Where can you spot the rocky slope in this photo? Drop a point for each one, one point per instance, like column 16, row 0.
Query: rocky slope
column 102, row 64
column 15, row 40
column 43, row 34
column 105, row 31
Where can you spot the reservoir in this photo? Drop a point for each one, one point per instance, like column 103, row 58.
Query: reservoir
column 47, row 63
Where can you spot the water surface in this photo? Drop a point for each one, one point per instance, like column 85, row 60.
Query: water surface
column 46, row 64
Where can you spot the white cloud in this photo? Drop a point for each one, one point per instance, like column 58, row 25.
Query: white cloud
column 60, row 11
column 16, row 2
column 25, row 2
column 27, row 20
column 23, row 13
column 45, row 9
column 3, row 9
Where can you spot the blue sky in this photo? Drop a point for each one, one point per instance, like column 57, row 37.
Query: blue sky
********************
Reproduce all of the records above, substituting "Place" for every occurrence of "Drop" and leaving everything else unchanged.

Where can you spot the rocky slope in this photo? Place a point for each one, one point per instance, like column 16, row 0.
Query: rocky slope
column 102, row 64
column 15, row 40
column 43, row 34
column 105, row 31
Where can you spot the reservoir in this photo? Place a point for each one, one point per instance, like column 103, row 58.
Query: reservoir
column 47, row 63
Where can you spot the water surface in this photo? Place a point for each one, one point per instance, like column 85, row 60.
Query: water surface
column 46, row 64
Where can you spot the white cloud in this photo? Place a point for each one, one point per instance, like column 58, row 25.
Query: white cloud
column 60, row 11
column 16, row 2
column 25, row 2
column 27, row 20
column 23, row 13
column 45, row 9
column 3, row 9
Where can you spot the blue sky in this photo? Place a point for each one, one point per instance, like column 57, row 37.
Query: blue sky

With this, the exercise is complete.